GIVEN INSTRUCTION: Reproduce only the material from the line with "Rules. Find each instance of the bush" up to and including the line with "point(399, 314)", switching "bush" to "shrub" and leaving everything else unchanged.

======== DATA SUPPLIED ========

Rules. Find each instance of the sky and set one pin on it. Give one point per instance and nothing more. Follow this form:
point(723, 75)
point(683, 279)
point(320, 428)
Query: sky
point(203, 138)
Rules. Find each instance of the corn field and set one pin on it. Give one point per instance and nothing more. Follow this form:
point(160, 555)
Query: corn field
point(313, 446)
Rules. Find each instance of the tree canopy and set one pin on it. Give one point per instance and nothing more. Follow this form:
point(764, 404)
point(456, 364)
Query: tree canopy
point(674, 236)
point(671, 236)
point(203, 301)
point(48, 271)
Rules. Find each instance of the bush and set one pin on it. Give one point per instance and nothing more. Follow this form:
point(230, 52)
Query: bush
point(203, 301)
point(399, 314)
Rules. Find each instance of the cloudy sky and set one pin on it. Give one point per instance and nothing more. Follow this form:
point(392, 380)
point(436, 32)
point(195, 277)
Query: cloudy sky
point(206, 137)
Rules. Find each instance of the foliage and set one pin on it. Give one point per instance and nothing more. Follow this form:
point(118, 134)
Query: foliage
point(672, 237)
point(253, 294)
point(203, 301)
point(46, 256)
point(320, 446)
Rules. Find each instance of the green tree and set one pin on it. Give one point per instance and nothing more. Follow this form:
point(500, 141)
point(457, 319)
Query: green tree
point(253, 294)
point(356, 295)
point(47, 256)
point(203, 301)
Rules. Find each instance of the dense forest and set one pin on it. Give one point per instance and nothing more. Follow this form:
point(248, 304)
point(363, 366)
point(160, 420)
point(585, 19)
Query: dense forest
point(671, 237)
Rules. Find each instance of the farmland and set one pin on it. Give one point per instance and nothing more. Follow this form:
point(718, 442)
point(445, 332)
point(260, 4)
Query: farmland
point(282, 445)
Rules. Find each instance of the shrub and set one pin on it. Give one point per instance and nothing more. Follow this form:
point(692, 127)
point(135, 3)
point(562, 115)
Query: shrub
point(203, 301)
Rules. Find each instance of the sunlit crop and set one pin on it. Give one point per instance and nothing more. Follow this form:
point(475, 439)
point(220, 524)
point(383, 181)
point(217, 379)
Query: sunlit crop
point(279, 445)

========
======== DATA SUPPLIED ========

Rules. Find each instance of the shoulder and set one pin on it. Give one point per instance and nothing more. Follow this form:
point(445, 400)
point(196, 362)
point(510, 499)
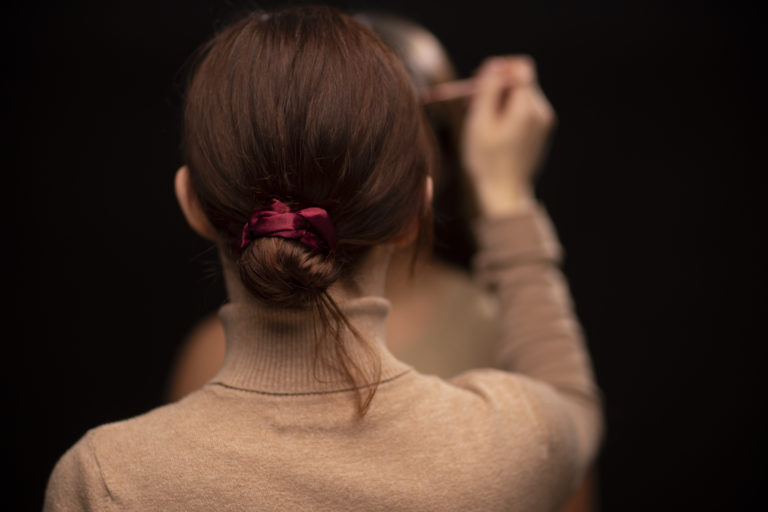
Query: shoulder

========

FULL RESPONSE:
Rules. Find each instance of the shrub and set one pin on it. Give one point per instance and nothing more. Follow this form:
point(230, 52)
Query: shrub
point(203, 301)
point(399, 314)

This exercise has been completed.